=== Prompt ===
Output each entry that follows exactly. Images stay out.

(Source data)
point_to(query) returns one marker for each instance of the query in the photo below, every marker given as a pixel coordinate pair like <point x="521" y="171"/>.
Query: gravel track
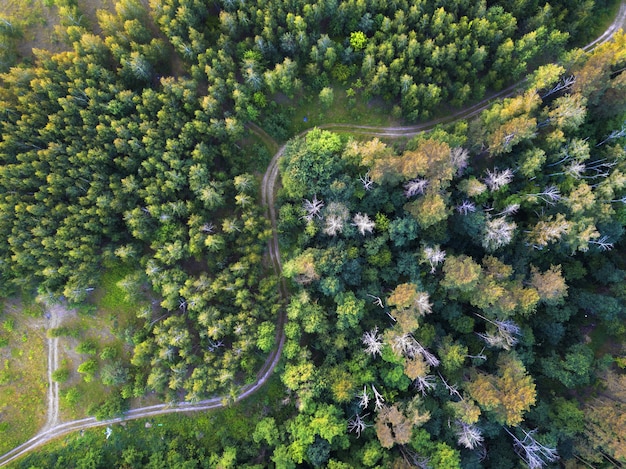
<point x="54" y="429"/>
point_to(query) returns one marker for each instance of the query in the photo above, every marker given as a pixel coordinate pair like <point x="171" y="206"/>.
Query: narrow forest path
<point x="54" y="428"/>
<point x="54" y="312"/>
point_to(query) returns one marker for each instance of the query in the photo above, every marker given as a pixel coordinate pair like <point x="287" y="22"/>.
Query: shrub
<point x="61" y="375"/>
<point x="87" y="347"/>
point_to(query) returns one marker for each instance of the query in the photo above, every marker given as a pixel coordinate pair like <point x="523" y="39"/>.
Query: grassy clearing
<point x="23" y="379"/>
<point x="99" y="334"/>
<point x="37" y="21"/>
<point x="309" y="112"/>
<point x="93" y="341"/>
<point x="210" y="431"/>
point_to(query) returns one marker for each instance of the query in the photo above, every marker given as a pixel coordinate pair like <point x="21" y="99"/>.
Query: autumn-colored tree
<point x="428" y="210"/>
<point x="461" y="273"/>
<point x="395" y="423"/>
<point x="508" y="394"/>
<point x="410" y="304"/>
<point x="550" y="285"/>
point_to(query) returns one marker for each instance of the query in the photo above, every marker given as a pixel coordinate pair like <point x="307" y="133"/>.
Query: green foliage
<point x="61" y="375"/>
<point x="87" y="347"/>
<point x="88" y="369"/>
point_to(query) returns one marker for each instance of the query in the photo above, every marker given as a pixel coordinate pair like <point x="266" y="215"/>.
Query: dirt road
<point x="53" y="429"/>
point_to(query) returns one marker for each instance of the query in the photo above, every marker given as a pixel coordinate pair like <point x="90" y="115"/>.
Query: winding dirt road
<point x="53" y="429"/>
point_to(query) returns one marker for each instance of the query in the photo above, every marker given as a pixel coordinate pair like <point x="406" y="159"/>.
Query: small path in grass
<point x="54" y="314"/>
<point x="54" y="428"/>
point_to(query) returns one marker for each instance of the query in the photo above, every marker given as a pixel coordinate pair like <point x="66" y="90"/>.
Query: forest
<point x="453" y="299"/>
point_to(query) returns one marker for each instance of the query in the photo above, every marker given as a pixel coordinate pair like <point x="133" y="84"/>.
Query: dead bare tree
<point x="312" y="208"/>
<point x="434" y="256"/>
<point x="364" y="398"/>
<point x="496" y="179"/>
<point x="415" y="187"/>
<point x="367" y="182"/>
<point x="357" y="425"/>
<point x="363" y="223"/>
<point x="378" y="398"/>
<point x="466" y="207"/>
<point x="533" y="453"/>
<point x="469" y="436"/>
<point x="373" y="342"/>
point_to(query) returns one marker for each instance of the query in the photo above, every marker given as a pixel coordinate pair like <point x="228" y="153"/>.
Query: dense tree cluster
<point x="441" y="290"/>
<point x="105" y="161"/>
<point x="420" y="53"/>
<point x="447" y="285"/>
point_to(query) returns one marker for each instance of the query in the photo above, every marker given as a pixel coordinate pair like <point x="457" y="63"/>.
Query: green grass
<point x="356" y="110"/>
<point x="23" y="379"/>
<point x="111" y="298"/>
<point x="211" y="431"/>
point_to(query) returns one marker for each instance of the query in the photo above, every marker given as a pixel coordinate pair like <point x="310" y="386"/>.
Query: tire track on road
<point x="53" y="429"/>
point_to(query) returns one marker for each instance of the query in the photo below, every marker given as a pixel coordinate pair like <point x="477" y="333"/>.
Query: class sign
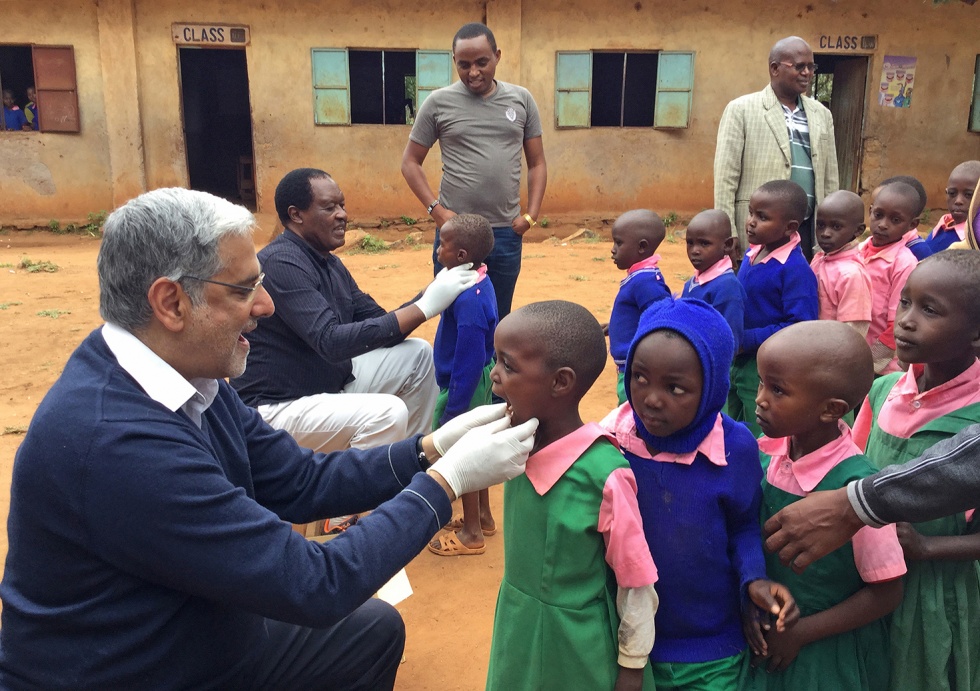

=== Solution to the exercise ===
point_to(query) returns one marker for each instance of the query in the photo below, every marker given as a pixel coordinate pair like <point x="521" y="171"/>.
Query: gravel track
<point x="54" y="429"/>
point_to(query) returns one marker for each instance of the query in the photo above, every marker given as a pixel coordinate pair like <point x="171" y="206"/>.
Query: narrow forest path
<point x="54" y="428"/>
<point x="54" y="312"/>
point_to(query) returns one marker for each instance of the query in the photo above, every marker given as a pixel coordinate pair like <point x="287" y="22"/>.
Query: shrub
<point x="61" y="375"/>
<point x="87" y="347"/>
point_to(query) returns one marker for each instance of the query in the photo above, every marker given as a pixel coordinate pair like <point x="523" y="39"/>.
Query: grassy clearing
<point x="23" y="379"/>
<point x="99" y="334"/>
<point x="37" y="21"/>
<point x="309" y="112"/>
<point x="93" y="341"/>
<point x="210" y="431"/>
point_to(query) returns one marker for each instance of the query in the photo above, every marker given as a pixel coordinate pair like <point x="21" y="99"/>.
Query: autumn-colored tree
<point x="428" y="210"/>
<point x="461" y="273"/>
<point x="395" y="423"/>
<point x="508" y="394"/>
<point x="410" y="304"/>
<point x="550" y="285"/>
point_to(query) returns one marker for each instance of the query in the photo above, every marker given as a pixel coordinate pair like <point x="307" y="133"/>.
Query: green foliage
<point x="61" y="375"/>
<point x="87" y="347"/>
<point x="88" y="369"/>
point_to(query) returns one marker for each instance of the query in the photo above, every marker given as a pixel coordinate pair like <point x="266" y="215"/>.
Query: dirt road
<point x="53" y="429"/>
point_to(query) returns one marker for each instance of the query in the photo above, every marker given as a pixel coordinate pair like <point x="90" y="115"/>.
Query: winding dirt road
<point x="53" y="429"/>
point_to(query) returns one marker for each instance of the query in the photo above, every marker given as a pixel coordinate pair like <point x="406" y="159"/>.
Query: small path in grass
<point x="54" y="314"/>
<point x="54" y="428"/>
point_to(query) returns one marker for each instance of the query in the photo above, every marker given as a pixel coordinate pair like <point x="66" y="90"/>.
Query: forest
<point x="453" y="299"/>
point_to(query) returns one marker for each instance of the query in the photo above, every marker given as a pixel coordinate pair like <point x="133" y="84"/>.
Query: dead bare tree
<point x="312" y="208"/>
<point x="434" y="256"/>
<point x="364" y="398"/>
<point x="496" y="179"/>
<point x="415" y="187"/>
<point x="367" y="182"/>
<point x="357" y="425"/>
<point x="363" y="223"/>
<point x="378" y="398"/>
<point x="466" y="207"/>
<point x="533" y="453"/>
<point x="469" y="436"/>
<point x="373" y="342"/>
point_to(query) returns one marker for each instance of the query in the photo above, every marker given as a pixel coordinate pair like <point x="228" y="153"/>.
Query: dense tree cluster
<point x="441" y="290"/>
<point x="105" y="161"/>
<point x="420" y="53"/>
<point x="447" y="285"/>
point_to(query) returns one marker for each instance of the query in the photo above, every marker given as a pixel coordinate pair like <point x="457" y="63"/>.
Query: green grass
<point x="356" y="110"/>
<point x="23" y="379"/>
<point x="111" y="298"/>
<point x="211" y="431"/>
point_to(query) returns one marker for each instance of the query in the photo above, every marker given as a pixel coordinate pair like <point x="310" y="386"/>.
Query: tire track on road
<point x="53" y="429"/>
point_to(query) returns one marker for each instance of the query in the photo below, every marker given as a pixel coordinate pair like <point x="477" y="333"/>.
Query: class sign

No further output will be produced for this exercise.